§ Page
>>>>>

Key properties for the streaming pre-aggregation:

* `read_only: true` — Cube will not create any objects in ksqlDB. The
  data is consumed directly from the backing Kafka topic.
* `stream_offset` — controls where Cube Store starts consuming from in
  the Kafka topic. Set to `"latest"` to only consume new messages
  arriving after the pre-aggregation is created. Set to `"earliest"` to
  replay the topic from the beginning. Defaults to `"latest"` if not
  specified. On subsequent refreshes, Cube Store automatically resumes
  from the last processed offset regardless of this setting.
* `unique_key_columns` — columns that uniquely identify a record, used
  for deduplication (see [below](#unique-key-columns-and-deduplication)).
* `output_column_types` — declares the output column types for the Cube
  Store table, required for Kafka streams mode (see
  [below](#output-column-types)).

#### Primary key and ungrouped queries

For the streaming pre-aggregation to work in read-only mode, the
generated SQL must not contain a `GROUP BY` clause — Cube Store's stream
post-processing engine does not support aggregation.

<<<<<

(Pointing dataset records)

>>>>>

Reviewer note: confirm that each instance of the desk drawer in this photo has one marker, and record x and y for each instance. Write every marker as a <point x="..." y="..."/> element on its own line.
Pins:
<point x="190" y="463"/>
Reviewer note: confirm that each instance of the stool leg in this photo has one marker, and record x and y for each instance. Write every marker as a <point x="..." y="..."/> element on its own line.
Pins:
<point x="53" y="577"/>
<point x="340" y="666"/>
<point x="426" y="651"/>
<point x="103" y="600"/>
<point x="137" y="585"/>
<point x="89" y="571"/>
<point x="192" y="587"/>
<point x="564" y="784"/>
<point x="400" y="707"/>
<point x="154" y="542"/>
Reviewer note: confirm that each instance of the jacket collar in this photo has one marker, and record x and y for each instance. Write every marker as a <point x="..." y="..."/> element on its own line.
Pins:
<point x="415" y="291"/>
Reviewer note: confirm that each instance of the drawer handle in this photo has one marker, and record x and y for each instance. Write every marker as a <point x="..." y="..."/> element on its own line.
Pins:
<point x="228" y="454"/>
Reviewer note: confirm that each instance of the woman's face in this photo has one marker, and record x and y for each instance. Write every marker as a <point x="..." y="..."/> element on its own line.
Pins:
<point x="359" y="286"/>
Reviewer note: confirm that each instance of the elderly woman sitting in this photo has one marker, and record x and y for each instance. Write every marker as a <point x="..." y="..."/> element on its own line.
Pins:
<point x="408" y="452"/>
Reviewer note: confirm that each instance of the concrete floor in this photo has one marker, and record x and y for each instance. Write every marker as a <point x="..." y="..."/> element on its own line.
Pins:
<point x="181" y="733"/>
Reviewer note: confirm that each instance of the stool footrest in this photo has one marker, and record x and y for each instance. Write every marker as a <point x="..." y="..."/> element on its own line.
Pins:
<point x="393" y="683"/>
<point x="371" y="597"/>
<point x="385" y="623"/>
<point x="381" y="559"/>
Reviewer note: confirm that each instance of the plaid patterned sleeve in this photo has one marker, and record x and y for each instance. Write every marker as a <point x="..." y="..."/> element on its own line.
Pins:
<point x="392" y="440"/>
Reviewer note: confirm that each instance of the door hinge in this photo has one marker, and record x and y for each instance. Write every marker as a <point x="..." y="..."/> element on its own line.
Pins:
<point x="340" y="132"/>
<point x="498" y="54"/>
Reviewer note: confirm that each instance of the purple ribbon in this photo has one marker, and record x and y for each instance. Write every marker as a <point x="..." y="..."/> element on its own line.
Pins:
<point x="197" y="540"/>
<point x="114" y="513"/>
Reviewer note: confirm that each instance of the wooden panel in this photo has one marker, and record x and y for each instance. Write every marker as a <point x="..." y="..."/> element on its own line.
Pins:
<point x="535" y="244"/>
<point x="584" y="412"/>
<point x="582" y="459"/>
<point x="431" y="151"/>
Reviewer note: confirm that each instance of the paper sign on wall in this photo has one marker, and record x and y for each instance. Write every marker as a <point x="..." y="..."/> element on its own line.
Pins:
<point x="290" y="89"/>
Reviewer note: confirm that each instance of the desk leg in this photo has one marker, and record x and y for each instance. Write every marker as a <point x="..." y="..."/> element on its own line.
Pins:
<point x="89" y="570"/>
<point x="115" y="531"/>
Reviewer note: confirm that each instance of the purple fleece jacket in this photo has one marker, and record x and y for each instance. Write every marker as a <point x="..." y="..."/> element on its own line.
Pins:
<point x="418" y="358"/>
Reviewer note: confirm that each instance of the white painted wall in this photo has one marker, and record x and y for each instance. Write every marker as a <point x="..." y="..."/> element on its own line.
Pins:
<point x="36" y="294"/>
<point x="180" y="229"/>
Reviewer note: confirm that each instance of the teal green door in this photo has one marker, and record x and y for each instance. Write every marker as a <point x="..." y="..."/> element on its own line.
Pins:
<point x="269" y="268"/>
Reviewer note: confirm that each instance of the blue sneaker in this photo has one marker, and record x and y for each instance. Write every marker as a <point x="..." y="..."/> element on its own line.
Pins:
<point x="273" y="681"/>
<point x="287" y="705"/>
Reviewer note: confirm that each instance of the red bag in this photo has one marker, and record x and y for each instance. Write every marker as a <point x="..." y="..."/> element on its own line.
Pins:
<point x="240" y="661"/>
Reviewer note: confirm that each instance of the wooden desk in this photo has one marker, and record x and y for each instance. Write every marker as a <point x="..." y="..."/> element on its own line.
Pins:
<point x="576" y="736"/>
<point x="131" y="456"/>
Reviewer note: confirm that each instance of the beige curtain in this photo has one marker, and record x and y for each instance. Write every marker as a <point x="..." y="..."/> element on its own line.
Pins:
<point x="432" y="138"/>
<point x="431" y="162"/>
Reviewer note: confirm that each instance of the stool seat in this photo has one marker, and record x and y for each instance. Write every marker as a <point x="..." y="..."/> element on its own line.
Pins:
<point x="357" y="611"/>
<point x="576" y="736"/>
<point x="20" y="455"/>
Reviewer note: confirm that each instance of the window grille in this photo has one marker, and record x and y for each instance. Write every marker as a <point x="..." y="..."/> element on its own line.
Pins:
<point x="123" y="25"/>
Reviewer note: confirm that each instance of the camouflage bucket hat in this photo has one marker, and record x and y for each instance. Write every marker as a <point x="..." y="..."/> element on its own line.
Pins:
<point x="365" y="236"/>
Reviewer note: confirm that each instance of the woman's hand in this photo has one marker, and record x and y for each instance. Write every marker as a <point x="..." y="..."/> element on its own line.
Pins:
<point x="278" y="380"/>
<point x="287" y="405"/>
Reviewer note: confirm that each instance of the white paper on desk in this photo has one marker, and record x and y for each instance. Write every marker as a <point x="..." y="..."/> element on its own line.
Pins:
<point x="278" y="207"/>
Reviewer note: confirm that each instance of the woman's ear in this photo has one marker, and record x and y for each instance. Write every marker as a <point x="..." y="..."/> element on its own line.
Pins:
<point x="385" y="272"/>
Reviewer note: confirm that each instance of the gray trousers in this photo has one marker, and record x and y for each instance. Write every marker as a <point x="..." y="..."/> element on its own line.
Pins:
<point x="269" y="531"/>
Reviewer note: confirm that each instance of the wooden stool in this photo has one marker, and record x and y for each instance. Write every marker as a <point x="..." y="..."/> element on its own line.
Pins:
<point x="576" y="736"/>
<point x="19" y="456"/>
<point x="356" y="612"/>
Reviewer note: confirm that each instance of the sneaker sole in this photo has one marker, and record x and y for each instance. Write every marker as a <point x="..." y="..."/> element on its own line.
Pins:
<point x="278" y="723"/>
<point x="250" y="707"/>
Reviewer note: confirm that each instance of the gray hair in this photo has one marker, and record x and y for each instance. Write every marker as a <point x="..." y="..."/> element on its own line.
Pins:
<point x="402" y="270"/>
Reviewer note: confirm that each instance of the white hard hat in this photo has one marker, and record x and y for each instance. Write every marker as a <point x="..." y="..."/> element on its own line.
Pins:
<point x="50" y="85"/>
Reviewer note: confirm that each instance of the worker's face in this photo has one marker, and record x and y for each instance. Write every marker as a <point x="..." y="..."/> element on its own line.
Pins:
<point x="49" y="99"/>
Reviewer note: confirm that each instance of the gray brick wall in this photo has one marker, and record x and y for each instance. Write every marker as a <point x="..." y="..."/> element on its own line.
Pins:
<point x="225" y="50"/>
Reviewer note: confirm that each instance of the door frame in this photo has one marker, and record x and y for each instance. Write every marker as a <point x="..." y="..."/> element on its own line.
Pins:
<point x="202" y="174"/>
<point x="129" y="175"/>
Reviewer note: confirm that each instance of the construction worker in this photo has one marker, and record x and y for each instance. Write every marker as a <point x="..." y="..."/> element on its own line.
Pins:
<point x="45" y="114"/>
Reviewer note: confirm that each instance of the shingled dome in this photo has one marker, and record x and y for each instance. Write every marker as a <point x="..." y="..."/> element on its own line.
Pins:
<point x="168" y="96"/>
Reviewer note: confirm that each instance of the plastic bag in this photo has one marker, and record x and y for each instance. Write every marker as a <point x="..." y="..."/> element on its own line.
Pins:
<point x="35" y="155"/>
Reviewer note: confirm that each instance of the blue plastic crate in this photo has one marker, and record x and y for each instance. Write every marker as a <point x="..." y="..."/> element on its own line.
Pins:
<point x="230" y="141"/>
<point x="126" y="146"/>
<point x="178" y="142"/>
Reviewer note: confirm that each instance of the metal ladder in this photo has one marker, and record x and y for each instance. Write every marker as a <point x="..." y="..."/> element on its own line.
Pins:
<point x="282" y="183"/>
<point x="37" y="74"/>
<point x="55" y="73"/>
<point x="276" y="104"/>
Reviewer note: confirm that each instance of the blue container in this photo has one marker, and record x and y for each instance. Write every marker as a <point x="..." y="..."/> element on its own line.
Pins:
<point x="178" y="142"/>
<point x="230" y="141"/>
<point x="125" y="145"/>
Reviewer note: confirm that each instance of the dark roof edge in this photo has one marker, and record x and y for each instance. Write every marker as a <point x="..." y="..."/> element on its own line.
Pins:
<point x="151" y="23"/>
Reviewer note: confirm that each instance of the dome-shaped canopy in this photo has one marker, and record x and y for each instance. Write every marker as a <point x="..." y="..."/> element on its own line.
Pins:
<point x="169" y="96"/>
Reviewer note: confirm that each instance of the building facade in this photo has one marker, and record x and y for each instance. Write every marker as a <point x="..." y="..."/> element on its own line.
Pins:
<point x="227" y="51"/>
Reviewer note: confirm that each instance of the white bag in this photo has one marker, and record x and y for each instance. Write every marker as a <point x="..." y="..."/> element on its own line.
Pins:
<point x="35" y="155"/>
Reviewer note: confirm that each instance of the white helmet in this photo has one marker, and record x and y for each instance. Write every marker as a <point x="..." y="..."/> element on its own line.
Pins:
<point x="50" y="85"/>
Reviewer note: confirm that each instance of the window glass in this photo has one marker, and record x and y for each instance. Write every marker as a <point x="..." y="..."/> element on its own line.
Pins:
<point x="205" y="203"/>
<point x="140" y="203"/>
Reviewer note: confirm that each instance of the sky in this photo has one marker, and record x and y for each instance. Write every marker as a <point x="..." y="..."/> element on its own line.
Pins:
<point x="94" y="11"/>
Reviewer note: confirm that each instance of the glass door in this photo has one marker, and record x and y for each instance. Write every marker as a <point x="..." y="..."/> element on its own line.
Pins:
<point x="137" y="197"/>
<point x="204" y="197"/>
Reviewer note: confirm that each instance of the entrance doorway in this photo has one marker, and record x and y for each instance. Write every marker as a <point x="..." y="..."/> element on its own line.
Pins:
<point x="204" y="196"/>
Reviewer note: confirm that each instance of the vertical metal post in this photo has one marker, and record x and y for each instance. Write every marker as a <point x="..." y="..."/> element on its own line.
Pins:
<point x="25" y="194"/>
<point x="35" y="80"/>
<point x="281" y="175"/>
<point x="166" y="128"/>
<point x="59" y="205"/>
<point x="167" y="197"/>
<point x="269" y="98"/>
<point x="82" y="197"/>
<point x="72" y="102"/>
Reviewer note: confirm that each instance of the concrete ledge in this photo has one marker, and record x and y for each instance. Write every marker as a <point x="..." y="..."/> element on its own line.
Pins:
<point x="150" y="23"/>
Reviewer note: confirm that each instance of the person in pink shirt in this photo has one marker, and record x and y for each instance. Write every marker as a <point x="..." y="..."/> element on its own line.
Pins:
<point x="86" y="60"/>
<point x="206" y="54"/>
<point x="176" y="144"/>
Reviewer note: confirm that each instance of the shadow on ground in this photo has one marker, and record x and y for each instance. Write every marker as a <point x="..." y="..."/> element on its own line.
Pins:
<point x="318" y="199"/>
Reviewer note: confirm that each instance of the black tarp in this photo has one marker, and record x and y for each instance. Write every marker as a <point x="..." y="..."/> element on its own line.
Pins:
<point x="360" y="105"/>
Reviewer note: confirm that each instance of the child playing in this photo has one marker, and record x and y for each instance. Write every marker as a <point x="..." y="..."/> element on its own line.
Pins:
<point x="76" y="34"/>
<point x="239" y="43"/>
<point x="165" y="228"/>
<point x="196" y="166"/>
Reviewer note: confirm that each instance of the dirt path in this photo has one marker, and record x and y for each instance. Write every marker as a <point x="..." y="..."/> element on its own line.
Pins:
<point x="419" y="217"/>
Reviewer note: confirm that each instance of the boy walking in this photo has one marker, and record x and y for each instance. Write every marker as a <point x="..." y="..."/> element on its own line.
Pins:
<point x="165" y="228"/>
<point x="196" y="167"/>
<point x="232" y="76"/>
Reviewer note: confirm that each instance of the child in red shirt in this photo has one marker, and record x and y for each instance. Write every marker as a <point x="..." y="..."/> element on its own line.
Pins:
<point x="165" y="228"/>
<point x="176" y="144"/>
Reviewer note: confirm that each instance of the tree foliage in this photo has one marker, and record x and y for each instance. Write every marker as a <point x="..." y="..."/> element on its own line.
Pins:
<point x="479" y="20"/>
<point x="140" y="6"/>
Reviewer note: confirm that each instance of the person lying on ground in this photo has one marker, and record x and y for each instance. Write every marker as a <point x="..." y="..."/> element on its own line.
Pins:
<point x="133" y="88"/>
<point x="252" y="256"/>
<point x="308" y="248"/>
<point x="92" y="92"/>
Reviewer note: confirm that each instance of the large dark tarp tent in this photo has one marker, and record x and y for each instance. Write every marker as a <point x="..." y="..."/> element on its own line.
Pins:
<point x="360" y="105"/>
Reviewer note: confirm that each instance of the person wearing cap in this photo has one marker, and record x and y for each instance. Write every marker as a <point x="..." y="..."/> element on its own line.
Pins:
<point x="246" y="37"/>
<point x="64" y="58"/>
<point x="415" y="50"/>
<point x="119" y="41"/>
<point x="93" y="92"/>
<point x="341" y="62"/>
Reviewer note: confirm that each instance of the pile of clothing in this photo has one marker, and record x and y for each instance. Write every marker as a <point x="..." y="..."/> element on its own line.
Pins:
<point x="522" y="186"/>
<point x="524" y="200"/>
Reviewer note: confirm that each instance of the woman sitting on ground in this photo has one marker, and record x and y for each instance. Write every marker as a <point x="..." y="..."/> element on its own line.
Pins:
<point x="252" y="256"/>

<<<<<

§ Written request
According to the notes on streaming pre-aggregation, what value does `stream_offset` default to when it is not specified?

§ Response to the task
`"latest"`